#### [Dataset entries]
Content starts
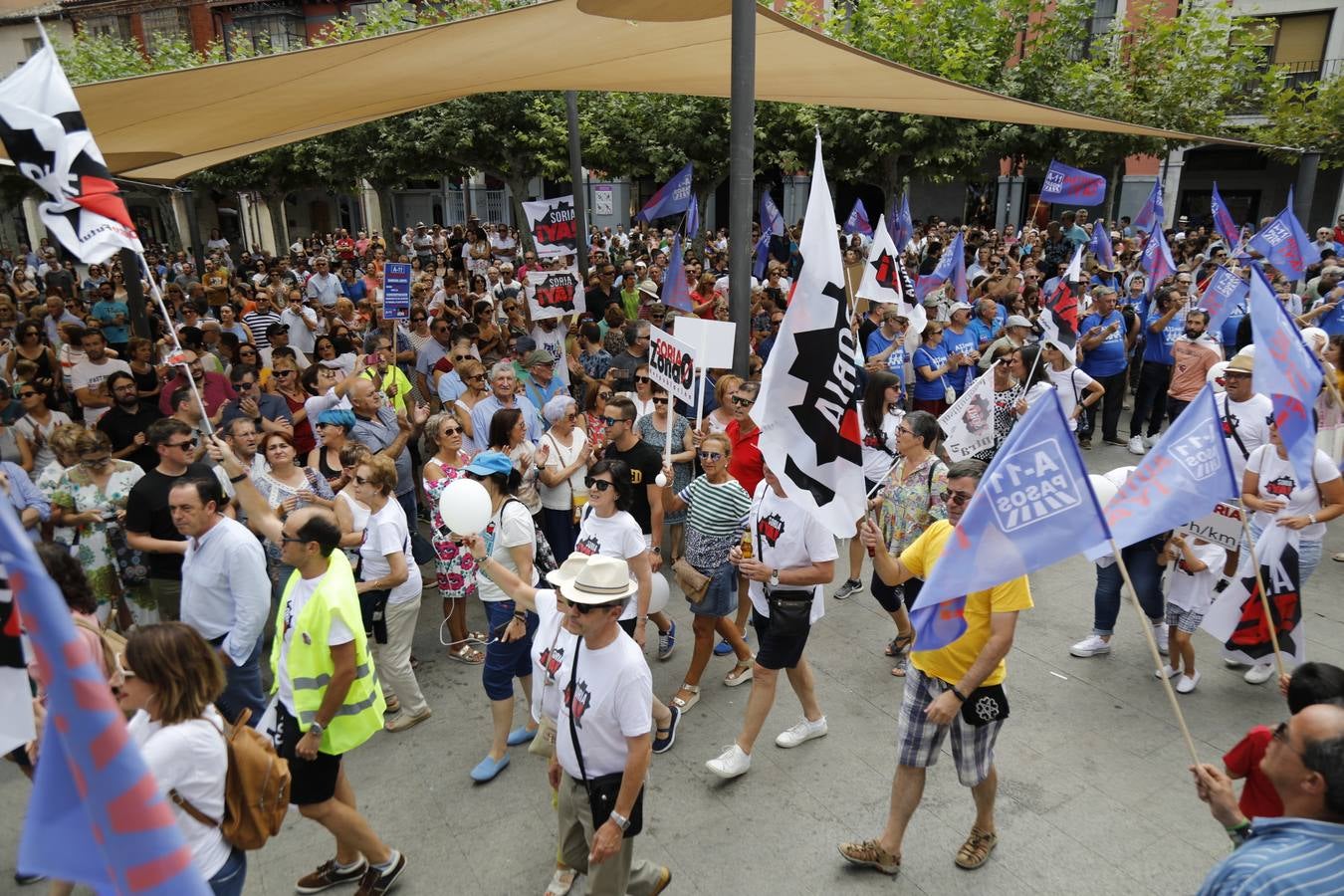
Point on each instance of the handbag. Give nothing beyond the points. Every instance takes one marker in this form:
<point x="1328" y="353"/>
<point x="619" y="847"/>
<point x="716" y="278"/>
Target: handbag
<point x="602" y="791"/>
<point x="986" y="704"/>
<point x="694" y="583"/>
Content ends
#### [YOUR OBJECTIVE]
Write the entries out in full and exactly, omitting every picture.

#### [WRITTEN REPLY]
Point on each instance of the handbag. Give nothing beyond the points. Every instance takes one marker in this form:
<point x="1328" y="353"/>
<point x="619" y="847"/>
<point x="716" y="278"/>
Target: handbag
<point x="602" y="791"/>
<point x="986" y="704"/>
<point x="694" y="583"/>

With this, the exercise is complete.